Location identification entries
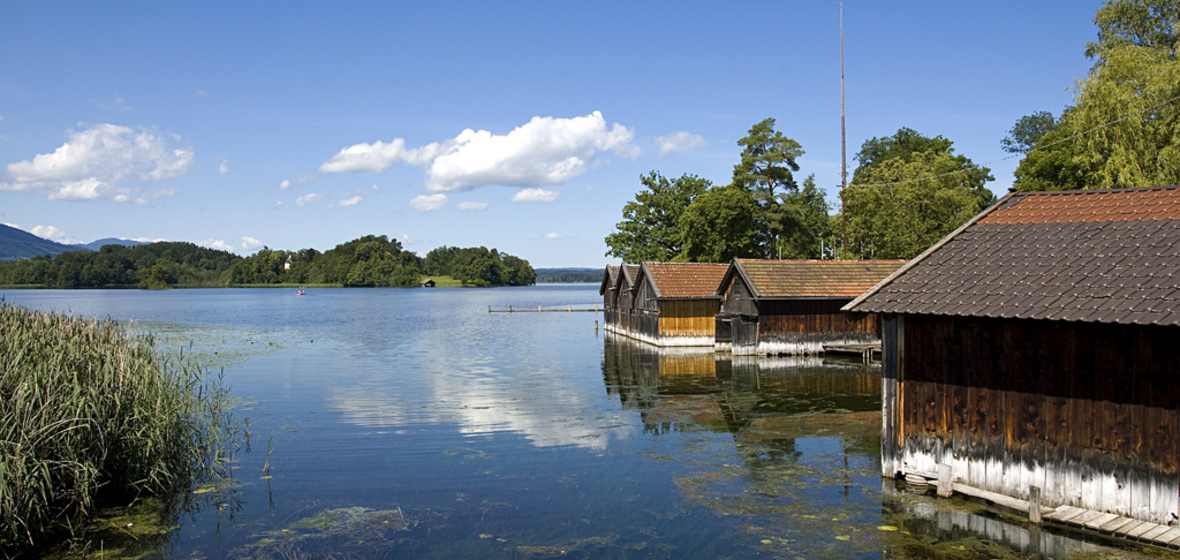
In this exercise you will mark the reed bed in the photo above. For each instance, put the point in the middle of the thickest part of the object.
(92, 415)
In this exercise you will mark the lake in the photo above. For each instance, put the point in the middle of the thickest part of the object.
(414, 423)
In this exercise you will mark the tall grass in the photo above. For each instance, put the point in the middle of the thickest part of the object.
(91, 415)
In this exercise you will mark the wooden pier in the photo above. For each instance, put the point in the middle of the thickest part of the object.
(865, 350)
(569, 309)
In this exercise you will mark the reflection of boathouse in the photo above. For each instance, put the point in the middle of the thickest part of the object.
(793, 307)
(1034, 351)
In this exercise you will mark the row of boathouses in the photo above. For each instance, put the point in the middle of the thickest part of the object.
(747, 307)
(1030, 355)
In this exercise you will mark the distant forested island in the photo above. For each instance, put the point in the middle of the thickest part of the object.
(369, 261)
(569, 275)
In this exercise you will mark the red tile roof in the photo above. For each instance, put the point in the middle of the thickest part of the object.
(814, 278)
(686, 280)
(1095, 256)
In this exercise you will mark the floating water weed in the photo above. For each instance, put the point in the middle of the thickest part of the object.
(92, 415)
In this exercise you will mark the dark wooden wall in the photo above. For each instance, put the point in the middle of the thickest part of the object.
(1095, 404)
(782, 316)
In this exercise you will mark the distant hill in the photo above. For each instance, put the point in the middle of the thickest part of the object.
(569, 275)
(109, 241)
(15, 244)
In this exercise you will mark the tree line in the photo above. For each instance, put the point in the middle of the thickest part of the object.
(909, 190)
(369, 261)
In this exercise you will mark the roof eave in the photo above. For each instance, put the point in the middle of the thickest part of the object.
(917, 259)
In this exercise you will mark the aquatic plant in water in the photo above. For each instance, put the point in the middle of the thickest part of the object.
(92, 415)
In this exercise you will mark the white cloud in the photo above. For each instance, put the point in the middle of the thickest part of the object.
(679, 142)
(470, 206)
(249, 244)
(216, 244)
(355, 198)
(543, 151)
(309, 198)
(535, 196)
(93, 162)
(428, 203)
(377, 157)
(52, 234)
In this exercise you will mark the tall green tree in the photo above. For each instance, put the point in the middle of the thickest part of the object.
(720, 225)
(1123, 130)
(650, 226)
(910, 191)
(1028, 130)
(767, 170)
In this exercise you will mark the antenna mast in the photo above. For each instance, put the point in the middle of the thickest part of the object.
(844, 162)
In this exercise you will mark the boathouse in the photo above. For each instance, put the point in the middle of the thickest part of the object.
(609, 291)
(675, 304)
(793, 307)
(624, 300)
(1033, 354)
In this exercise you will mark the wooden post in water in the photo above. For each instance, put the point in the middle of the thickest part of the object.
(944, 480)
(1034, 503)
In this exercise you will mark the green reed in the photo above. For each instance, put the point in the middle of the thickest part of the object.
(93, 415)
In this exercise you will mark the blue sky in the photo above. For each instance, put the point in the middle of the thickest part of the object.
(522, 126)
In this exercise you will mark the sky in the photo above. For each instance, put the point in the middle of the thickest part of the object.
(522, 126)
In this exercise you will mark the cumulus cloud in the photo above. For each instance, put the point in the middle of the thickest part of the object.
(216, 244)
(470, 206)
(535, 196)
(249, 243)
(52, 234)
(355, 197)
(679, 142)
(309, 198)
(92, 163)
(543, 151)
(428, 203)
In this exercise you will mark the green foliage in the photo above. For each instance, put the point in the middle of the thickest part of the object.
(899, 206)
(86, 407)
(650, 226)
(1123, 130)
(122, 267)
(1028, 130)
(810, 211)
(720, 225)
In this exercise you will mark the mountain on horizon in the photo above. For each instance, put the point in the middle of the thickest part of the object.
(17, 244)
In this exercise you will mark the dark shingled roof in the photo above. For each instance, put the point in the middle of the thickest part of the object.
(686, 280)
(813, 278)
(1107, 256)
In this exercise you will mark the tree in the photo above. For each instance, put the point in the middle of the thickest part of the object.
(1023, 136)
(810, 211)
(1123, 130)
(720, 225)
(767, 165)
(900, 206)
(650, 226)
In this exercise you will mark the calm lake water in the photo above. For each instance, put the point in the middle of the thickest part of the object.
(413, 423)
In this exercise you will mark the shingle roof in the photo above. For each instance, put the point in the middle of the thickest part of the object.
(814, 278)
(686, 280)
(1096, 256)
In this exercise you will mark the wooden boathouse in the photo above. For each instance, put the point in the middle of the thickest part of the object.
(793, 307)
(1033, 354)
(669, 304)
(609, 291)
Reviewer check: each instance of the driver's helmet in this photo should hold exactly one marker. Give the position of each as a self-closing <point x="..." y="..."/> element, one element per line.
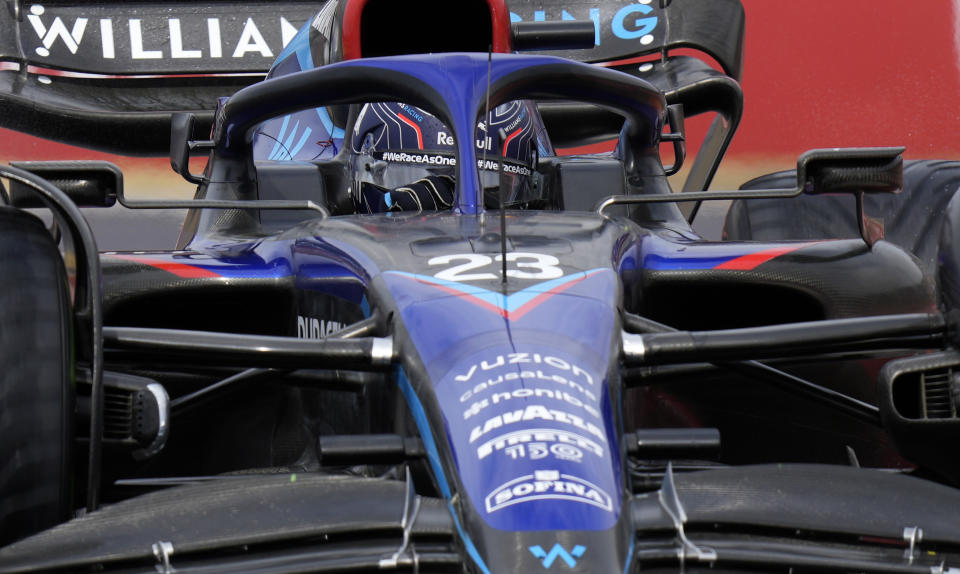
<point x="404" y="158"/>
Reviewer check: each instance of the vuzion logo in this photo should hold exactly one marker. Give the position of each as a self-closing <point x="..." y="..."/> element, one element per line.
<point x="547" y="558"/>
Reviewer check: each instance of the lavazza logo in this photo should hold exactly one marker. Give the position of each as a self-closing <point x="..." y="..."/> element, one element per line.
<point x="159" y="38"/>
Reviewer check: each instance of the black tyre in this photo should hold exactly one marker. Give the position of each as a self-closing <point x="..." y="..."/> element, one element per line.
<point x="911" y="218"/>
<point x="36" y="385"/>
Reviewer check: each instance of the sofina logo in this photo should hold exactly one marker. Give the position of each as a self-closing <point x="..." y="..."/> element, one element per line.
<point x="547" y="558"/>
* * *
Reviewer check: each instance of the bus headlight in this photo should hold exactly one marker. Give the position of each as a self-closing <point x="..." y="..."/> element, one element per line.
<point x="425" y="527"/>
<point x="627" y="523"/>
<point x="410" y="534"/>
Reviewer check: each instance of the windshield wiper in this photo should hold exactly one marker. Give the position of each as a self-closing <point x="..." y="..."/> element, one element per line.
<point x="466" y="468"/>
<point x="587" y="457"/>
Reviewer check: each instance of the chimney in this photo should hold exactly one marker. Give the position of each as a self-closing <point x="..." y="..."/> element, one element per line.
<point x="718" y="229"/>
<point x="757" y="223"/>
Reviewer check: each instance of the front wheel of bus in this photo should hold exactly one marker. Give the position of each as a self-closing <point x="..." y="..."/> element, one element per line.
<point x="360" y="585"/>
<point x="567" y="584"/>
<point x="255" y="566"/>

◆ Task instructions ◆
Extract every line of the material above that contains the word "distant".

◆ Final result ◆
In this exercise you will mark the distant forested island in the photo above. For each instance, put the point in the middle of the thickest part of the object.
In this exercise you will mark the distant hill in the photo above. For each instance, put the point in the middle of the thickest part of the object.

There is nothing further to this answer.